***** The data *****
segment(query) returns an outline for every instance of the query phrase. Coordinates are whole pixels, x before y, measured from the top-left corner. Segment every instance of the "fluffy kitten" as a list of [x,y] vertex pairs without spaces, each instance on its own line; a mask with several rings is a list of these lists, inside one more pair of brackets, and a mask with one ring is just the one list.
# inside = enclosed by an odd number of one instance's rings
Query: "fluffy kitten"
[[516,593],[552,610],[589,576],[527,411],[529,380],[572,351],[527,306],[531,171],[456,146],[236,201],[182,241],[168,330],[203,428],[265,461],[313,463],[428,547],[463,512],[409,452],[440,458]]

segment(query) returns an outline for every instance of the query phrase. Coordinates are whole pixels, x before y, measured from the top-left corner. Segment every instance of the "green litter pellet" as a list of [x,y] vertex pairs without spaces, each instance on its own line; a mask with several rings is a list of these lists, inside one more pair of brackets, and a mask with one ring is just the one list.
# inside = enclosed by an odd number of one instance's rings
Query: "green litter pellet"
*****
#### [Exercise prompt]
Write out the records again, exactly as given.

#### [Response area]
segment(query) returns an outline for every instance of the query phrase. Coordinates are whole pixels, x before y, measured from the top-left corner. Segment every instance of the "fluffy kitten" as a list of [x,y] vertex pairs without spaces, each instance on its own line; a mask with several rings is a list of these lists, inside one more pair of brackets, and a mask with one ring is just the one list.
# inside = enclosed by an odd number of one instance's rings
Query: "fluffy kitten"
[[516,593],[552,610],[589,576],[527,411],[529,380],[572,351],[527,306],[531,171],[456,146],[236,201],[182,241],[168,330],[203,428],[265,461],[313,463],[428,547],[463,512],[409,452],[440,458]]

segment(query) returns an outline for every instance of the query phrase. Coordinates are whole pixels, x before y, measured from the top-left corner. Segment every instance of the "green litter pellet" as a list of [x,y] vertex pairs without spaces, each instance on its own line; a mask with several rings is a list of these lists, inside one more pair of brackets, and a mask with one ring is just the one list.
# inside = enclosed by an odd number of one instance's rings
Query: "green litter pellet"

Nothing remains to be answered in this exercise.